| Short task |
Pick up the text on configuring Pyroscope at the point where it ends, and continue writing it.

About Pyroscope configurations

You can configure Pyroscope via a (YAML-based) configuration file or CLI (command-line-interface) flags. It is best to specify your configuration via the configuration file rather than CLI flags. Every parameter that is set in the configuration file can also be set via a corresponding CLI flag. If you specify both CLI flags and configuration parameters, CLI flags take precedence over corresponding values in a configuration file. You can specify the configuration file by using the -config.file CLI flag.

To see the CLI flags that you need to get started with Pyroscope, run the pyroscope -help command.

To see the current configuration state of any component, use the /api/v1/status/config HTTP API endpoint.

Operational considerations

It is recommended to use a single configuration file and either pass it to all replicas of Pyroscope (if you are running multiple single-process Pyroscope replicas) or to all components of Pyroscope (if you are running Pyroscope as microservices). If you are running Pyroscope on Kubernetes, you can achieve this by storing the configuration file in a ConfigMap and mounting it in each Pyroscope container.

This helps avoid a common misconfiguration pitfall: while certain configuration parameters might look like they’re only needed by one type of component, they might in fact be used by multiple components. For example, the -distributor.replication-factor CLI flag is not only required by ingesters, but also by distributors and queriers.

| Data block |
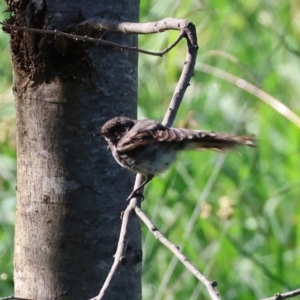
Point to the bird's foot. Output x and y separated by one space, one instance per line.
134 194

| Answer to this task |
By using a single configuration file, you ensure that each component gets all of the configuration that it needs without needing to track which parameter belongs to which component. There is no harm in passing a configuration that is specific to one component (such as an ingester) to another component (such as a querier). In such case, the configuration is simply ignored.

If necessary, you can use advanced CLI flags to override specific values on a particular Pyroscope component or replica. This can be helpful if you want to change a parameter that is specific to a certain component, without having to do a full restart of all other components.

The most common use case for CLI flags is to use the -target flag to run Pyroscope as microservices. By setting the -target CLI flag, all Pyroscope components share the same configuration file, but you can make them behave as a given component by specifying a -target command-line value, such as -target=ingester or -target=querier.